### Task directions:
Produce as output only the lines below starting at the line with "positive clicks: (193, 47) (189, 47)" and continuing through the line with "positive clicks: (579, 298) (585, 322)", each one exactly as written.

### Collected data entries:
= Beginning of Section =

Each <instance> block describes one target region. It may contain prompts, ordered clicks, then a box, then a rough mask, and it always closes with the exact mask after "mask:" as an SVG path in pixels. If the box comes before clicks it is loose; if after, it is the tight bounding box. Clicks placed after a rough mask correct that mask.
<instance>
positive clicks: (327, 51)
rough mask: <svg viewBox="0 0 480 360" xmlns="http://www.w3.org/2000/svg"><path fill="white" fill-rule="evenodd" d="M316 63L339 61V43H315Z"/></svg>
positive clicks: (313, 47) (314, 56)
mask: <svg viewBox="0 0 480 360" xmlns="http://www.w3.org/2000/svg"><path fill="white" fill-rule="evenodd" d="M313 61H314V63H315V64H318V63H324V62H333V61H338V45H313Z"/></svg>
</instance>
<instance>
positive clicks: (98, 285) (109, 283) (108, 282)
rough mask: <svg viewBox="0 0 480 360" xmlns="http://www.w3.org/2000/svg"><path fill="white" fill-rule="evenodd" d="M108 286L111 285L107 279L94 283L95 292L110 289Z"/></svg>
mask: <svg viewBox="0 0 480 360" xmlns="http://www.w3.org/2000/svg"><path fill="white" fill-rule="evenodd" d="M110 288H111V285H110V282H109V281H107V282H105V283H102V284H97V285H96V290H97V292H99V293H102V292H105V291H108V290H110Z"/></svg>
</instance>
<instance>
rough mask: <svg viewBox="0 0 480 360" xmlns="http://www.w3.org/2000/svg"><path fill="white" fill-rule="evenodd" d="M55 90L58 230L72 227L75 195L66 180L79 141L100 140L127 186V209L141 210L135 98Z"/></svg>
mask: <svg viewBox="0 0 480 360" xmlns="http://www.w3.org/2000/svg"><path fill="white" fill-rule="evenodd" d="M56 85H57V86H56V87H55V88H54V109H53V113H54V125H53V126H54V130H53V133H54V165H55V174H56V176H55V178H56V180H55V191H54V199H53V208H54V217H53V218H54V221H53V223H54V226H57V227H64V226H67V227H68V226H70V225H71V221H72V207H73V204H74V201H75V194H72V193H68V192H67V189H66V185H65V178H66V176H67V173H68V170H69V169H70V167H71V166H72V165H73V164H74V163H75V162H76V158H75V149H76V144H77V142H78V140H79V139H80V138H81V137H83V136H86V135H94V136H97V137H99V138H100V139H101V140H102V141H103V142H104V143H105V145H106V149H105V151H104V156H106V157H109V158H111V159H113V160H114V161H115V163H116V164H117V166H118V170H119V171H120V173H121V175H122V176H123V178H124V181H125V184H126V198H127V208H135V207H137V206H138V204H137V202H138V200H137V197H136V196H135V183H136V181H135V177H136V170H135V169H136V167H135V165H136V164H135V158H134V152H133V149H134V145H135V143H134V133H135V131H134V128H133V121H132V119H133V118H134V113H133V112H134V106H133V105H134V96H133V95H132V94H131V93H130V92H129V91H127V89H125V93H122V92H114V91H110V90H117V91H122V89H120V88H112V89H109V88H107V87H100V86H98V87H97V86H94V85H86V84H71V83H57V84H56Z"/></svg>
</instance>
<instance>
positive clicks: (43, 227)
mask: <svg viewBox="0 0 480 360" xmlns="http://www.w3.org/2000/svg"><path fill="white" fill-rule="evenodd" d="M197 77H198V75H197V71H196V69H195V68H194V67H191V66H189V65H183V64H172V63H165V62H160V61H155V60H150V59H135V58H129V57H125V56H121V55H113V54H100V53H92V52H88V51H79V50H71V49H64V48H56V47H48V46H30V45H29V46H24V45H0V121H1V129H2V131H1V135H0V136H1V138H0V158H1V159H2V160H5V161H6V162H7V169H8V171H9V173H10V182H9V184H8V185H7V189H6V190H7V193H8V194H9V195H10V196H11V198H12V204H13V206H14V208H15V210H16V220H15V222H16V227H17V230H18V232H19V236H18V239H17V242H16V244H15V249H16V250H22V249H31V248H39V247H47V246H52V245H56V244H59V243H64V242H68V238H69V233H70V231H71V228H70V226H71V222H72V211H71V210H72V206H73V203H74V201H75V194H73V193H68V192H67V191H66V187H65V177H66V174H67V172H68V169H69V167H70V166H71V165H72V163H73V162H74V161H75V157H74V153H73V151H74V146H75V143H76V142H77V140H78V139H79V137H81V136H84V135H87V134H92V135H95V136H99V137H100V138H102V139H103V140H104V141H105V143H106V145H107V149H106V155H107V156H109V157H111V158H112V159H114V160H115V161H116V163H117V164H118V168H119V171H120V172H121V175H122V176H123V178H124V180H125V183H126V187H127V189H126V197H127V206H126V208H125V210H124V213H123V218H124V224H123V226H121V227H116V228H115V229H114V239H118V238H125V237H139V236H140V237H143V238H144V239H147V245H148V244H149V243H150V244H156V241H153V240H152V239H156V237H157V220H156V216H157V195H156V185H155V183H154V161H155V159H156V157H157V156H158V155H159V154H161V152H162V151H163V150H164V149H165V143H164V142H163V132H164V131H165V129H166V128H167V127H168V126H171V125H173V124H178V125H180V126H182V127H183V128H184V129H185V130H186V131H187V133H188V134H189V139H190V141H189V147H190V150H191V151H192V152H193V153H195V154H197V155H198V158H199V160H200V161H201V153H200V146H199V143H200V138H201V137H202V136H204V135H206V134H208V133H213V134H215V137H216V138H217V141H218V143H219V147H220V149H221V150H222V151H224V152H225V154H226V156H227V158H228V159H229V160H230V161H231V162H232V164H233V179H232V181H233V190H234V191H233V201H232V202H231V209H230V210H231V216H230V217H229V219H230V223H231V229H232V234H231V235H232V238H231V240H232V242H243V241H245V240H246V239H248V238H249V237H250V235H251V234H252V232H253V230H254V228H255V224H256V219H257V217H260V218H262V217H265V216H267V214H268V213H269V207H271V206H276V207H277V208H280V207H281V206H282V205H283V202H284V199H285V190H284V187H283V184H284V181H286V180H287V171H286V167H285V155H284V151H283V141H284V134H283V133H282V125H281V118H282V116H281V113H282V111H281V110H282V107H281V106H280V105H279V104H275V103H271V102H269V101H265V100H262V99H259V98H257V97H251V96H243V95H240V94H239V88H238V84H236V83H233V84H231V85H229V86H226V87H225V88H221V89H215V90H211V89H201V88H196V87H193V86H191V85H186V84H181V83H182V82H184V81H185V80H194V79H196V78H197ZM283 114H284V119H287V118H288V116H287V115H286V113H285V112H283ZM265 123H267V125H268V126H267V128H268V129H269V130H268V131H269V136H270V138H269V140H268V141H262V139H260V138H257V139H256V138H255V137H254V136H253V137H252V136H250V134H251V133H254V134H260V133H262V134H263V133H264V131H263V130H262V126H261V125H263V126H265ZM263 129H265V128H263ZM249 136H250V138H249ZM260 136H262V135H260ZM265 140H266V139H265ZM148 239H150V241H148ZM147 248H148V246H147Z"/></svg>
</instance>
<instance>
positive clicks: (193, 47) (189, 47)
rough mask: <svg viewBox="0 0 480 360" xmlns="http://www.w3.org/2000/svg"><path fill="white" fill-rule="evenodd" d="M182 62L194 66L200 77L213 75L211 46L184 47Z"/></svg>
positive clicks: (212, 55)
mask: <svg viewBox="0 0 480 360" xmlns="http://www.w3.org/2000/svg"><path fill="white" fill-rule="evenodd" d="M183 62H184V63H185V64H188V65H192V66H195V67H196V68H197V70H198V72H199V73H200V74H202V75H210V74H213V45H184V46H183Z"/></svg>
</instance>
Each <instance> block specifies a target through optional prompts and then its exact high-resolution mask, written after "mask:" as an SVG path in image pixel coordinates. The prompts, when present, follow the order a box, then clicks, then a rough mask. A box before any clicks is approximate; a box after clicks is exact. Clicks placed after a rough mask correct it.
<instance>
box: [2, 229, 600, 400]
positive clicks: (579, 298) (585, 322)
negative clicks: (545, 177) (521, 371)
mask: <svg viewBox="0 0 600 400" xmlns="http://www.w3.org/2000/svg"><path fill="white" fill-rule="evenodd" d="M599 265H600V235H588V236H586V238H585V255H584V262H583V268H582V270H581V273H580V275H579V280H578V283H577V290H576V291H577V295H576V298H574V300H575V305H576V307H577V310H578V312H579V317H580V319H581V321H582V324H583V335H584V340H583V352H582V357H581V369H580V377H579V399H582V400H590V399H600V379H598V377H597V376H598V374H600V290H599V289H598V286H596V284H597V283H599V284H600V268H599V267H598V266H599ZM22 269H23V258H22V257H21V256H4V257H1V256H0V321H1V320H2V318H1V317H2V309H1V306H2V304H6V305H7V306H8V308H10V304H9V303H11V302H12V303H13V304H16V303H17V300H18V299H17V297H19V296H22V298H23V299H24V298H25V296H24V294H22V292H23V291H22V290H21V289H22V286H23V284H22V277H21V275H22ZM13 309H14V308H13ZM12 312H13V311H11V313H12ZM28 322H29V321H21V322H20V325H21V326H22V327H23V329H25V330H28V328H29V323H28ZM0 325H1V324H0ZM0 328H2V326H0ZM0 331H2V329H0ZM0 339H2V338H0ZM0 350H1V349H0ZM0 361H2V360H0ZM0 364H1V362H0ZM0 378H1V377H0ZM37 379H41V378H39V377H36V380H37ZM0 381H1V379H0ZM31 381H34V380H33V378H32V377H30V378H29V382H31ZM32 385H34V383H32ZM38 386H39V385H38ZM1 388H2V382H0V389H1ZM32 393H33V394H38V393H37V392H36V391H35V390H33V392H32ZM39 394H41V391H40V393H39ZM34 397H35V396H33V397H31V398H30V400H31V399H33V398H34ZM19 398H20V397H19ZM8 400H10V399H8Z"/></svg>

= End of Section =

### Answer to the problem:
positive clicks: (193, 47) (189, 47)
rough mask: <svg viewBox="0 0 480 360" xmlns="http://www.w3.org/2000/svg"><path fill="white" fill-rule="evenodd" d="M182 62L194 66L200 77L213 75L211 46L184 47Z"/></svg>
positive clicks: (212, 55)
mask: <svg viewBox="0 0 480 360" xmlns="http://www.w3.org/2000/svg"><path fill="white" fill-rule="evenodd" d="M183 62H184V63H185V64H188V65H192V66H195V67H196V68H197V70H198V72H199V73H200V74H202V75H210V74H213V45H184V46H183Z"/></svg>
</instance>
Each <instance> block specifies a target through optional prompts and then its exact high-resolution mask, written after "mask:" as an SVG path in image pixel coordinates. The prompts, when present, follow the order a box, then clicks, then a rough mask. A box before any clicks is approximate; a box after clicks is exact. Clicks placed after a rough mask correct it.
<instance>
box: [2, 229, 600, 400]
positive clicks: (579, 298) (585, 322)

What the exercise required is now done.